→ What you have to do: Copy everything in the data below from the line containing "Can you spot the sky" down to the line containing "[100,56,190,128]", swapping each "Can you spot" for "Can you locate" and leaving everything else unchanged.

→ Data shown:
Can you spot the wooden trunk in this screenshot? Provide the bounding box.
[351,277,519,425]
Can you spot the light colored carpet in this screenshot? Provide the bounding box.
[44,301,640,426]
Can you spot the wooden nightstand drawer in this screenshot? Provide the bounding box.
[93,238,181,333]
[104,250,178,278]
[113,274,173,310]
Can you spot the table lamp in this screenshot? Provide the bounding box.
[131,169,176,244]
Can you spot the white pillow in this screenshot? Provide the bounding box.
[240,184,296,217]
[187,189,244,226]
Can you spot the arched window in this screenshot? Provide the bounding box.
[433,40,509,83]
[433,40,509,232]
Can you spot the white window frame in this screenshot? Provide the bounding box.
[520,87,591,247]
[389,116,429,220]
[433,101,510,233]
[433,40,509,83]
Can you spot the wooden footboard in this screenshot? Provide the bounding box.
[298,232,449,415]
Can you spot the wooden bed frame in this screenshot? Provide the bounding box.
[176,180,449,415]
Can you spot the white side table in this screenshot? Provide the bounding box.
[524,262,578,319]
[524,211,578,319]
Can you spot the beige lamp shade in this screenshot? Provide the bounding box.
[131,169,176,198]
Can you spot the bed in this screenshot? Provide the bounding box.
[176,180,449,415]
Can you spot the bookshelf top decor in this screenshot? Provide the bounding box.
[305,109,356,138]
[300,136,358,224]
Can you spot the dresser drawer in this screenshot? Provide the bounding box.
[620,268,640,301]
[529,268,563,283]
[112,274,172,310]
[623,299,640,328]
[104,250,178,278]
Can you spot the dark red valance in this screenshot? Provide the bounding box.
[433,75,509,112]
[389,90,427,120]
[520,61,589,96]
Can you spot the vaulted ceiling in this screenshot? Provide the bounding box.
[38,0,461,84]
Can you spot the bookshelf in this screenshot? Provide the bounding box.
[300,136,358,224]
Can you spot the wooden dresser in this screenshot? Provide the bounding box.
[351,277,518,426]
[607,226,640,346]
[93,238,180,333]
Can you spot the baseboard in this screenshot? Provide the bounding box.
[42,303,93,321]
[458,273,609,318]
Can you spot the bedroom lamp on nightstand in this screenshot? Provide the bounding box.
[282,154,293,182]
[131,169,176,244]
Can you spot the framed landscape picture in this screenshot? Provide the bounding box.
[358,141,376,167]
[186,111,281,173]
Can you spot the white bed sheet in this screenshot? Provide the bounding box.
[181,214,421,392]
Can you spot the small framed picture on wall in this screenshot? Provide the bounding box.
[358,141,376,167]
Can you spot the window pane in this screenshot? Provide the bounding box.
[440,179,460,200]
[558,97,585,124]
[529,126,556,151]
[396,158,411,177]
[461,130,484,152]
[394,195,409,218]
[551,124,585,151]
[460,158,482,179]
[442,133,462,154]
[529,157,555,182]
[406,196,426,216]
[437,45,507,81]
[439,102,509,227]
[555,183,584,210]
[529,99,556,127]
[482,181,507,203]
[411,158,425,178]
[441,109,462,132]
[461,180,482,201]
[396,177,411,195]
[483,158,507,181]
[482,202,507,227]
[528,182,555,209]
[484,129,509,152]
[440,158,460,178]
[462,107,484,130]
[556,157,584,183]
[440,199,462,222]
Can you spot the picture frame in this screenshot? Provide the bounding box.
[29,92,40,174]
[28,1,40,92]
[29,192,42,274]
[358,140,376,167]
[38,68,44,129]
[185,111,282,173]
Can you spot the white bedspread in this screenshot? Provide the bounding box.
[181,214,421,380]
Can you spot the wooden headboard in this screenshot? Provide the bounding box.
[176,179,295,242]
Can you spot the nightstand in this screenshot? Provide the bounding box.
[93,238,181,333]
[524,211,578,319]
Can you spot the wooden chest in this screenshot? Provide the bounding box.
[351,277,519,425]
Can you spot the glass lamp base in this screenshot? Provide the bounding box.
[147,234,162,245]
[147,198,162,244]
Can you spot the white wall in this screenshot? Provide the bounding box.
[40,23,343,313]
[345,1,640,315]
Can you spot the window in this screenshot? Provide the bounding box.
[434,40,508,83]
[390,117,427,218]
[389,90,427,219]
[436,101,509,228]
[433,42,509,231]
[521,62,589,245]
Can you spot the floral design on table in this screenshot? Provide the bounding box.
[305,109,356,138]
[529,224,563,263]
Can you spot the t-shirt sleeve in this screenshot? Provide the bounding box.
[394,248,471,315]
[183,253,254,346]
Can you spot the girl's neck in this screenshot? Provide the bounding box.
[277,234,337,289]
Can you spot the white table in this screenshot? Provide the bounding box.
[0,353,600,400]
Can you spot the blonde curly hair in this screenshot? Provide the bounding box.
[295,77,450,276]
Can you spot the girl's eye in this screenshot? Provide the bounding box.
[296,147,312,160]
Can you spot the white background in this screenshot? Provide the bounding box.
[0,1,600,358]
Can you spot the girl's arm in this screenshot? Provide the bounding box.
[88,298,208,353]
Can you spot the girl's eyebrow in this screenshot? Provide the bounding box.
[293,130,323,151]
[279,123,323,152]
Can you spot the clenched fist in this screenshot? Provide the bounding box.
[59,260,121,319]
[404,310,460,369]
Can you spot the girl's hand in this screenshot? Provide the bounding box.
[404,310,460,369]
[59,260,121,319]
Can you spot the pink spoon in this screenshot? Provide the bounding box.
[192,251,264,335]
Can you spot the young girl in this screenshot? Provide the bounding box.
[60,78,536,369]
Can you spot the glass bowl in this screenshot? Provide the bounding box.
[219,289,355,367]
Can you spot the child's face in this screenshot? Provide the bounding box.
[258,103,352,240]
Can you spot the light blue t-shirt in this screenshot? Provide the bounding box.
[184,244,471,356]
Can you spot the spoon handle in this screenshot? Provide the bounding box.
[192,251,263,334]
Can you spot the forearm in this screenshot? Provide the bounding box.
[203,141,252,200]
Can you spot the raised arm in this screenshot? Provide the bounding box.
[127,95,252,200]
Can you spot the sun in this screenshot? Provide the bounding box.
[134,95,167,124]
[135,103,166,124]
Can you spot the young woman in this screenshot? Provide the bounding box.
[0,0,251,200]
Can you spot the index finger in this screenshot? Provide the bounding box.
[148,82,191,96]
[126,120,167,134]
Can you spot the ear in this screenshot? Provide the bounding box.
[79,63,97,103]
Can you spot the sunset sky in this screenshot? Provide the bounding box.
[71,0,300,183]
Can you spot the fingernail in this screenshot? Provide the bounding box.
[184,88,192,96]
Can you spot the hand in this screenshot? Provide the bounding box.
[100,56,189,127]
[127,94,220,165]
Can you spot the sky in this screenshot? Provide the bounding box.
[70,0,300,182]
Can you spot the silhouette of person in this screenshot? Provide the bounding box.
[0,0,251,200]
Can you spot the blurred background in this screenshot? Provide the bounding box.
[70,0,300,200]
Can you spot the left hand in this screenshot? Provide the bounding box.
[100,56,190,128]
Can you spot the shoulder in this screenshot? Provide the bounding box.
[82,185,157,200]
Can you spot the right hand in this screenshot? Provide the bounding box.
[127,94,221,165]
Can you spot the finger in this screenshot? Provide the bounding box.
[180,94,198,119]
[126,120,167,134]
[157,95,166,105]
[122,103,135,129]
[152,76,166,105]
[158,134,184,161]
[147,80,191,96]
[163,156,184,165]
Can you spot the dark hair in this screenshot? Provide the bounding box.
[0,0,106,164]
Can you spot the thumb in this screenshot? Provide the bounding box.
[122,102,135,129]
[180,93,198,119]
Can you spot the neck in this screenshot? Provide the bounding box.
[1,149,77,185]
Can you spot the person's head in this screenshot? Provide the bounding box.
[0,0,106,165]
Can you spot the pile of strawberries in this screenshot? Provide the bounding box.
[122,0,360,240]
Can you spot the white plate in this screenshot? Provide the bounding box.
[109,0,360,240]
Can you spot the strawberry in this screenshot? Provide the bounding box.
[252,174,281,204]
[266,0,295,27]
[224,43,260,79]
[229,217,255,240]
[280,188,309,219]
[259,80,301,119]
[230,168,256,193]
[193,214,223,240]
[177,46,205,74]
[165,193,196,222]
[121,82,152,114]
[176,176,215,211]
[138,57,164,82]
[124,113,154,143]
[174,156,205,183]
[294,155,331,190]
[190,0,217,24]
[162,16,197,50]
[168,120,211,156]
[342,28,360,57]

→ Exercise answer:
Can you locate the sky in this screenshot? Provide the bounding box.
[70,0,300,182]
Can you locate the silhouette of person in this screenshot? Provide the bounding box.
[0,0,251,200]
Can you locate the blurred background in this screenshot? Provide the bounding box.
[70,0,300,200]
Can you locate the left hand in this screenshot? Provide the bounding box.
[100,56,190,128]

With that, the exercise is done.